• [Reading text]
# # # # #

1f2f - thank you i did not realize that the star wont grow much if any larger.... its still very cool though and i am always happy with new and interesting life in my tank. in particular life i did not know was there... although i must admit it is a bit frustrating to find things and see things that i can not identify and that are so brief that i am unable to take pix of to try searching them out LOL... for example i have these tube like creatures that poke out of the rock at night (and sometimes during the day) that don't ever fully leave the rock and i can not tell what they are.. or that in one spot under my original piece of LR i get little piles of detritus and then the next day they are gone (good CUC!!!!) or that at times i can see the drop of this but can not see the creature (perhaps the worms??) but man it is cool....

# # # # #

• [Task description] Render this sentence from the aquarium forum post in Spanish: "its still very cool though and i am always happy with new and interesting life in my tank."

Point annotation dataset records:

# # # # #

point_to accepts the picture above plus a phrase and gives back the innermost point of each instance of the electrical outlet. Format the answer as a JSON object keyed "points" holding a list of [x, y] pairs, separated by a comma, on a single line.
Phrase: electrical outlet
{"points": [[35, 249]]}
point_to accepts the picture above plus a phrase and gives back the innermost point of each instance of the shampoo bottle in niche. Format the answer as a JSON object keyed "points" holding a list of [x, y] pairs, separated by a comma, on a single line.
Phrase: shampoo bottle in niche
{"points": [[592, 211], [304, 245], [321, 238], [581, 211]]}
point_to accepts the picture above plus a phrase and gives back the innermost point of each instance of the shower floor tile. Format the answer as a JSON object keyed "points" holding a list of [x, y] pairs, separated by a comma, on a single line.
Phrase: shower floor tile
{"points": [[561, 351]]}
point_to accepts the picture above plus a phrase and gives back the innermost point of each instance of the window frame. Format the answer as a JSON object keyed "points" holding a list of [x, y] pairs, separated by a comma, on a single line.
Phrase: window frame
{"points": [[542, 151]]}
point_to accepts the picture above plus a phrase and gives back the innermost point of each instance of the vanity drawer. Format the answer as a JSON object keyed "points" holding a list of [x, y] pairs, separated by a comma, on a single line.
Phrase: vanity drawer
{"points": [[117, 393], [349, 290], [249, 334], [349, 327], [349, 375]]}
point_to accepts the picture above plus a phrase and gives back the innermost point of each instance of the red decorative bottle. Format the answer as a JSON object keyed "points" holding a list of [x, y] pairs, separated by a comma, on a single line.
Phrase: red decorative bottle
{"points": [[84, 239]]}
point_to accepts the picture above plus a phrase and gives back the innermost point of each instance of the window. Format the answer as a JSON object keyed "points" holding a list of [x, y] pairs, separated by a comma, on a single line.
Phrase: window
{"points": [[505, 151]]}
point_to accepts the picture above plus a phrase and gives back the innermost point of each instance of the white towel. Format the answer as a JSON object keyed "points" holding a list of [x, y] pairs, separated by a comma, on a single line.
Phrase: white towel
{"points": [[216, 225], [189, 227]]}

# # # # #

• [Output of the exercise] Aun así sigue siendo muy genial, y siempre me alegra la vida nueva e interesante que aparece en mi acuario.